** TEXT SEGMENT **
####

Abstract: Deploying large language model (LLM) architectures with billions of parameters can pose significant challenges. Creating generative AI interfaces is difficult enough on its own but add to that the complexity of managing a complex architecture while juggling computational requirements and ensuring efficient resource utilization, and you’ve got a potential recipe for disaster when transitioning your training models to a real-world scenario. LangChain, an open source framework for developing applications powered by LLMs, aims to simplify creating these interfaces by streamlining the use of several neuro-linguistic programming (NLP) components into easily deployable chains. At the same time, Kubernetes can help manage the underlying infrastructure.
This talk walks you through how to smoothly and efficiently transition your trained models to working applications by deploying an end-to-end LLM containerized application built with LangChain in a cloud-native environment using open-source tools like Kubernetes, LangServe, and FastAPI. You'll learn how to deploy a trained model quickly and easily that's designed for scalability, flexibility, and seamless orchestration.
Bio: Ezequiel Lanza is an AI open source evangelist at Intel. He holds an M.S. in Data Science, and he’s passionate about helping people discover the exciting world of artificial intelligence; Ezequiel is a frequent AI conference presenter and the creator of use cases, tutorials, and guides that help developers adopt open-source AI tools.

####

** INFORMATION PROVIDED **
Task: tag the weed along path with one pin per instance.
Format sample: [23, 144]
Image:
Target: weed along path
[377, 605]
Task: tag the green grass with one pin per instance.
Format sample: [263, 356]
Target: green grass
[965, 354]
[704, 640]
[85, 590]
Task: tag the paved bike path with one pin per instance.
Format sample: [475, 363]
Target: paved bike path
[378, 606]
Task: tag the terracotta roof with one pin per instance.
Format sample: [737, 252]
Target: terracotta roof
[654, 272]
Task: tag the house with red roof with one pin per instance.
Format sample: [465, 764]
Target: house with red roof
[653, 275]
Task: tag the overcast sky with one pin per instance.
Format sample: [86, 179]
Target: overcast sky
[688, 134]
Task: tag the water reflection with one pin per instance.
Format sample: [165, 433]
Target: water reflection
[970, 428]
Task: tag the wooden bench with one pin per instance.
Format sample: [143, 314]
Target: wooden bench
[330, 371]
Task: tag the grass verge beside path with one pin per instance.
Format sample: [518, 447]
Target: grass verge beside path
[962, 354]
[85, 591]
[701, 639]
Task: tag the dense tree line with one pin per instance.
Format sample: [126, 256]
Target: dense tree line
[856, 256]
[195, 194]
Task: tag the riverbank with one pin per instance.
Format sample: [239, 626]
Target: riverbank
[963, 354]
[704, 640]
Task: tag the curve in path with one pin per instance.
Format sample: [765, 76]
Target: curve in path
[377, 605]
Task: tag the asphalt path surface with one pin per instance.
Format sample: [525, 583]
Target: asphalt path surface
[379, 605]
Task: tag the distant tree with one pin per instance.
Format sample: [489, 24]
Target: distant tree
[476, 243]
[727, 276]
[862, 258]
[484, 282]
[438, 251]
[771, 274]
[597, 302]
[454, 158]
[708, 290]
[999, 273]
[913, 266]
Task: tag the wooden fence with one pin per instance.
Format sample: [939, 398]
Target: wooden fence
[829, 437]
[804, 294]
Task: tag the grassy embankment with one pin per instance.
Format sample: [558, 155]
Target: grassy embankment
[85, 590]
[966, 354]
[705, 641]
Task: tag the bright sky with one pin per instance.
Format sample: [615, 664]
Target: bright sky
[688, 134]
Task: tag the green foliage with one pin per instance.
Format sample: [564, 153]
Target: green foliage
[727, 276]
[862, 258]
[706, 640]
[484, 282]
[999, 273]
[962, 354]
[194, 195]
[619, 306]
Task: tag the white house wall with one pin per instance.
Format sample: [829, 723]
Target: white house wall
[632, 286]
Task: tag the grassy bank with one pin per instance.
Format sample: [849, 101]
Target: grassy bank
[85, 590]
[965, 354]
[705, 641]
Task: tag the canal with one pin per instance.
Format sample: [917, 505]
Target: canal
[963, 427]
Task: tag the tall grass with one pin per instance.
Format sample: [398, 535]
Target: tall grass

####

** WHAT NEEDS TO BE DONE **
According to the talk abstract, what open-source tools are used to deploy the LangChain application in a cloud-native environment? The records have no connection to the talk abstract.

** RESPONSE BELOW **
Kubernetes, LangServe, and FastAPI.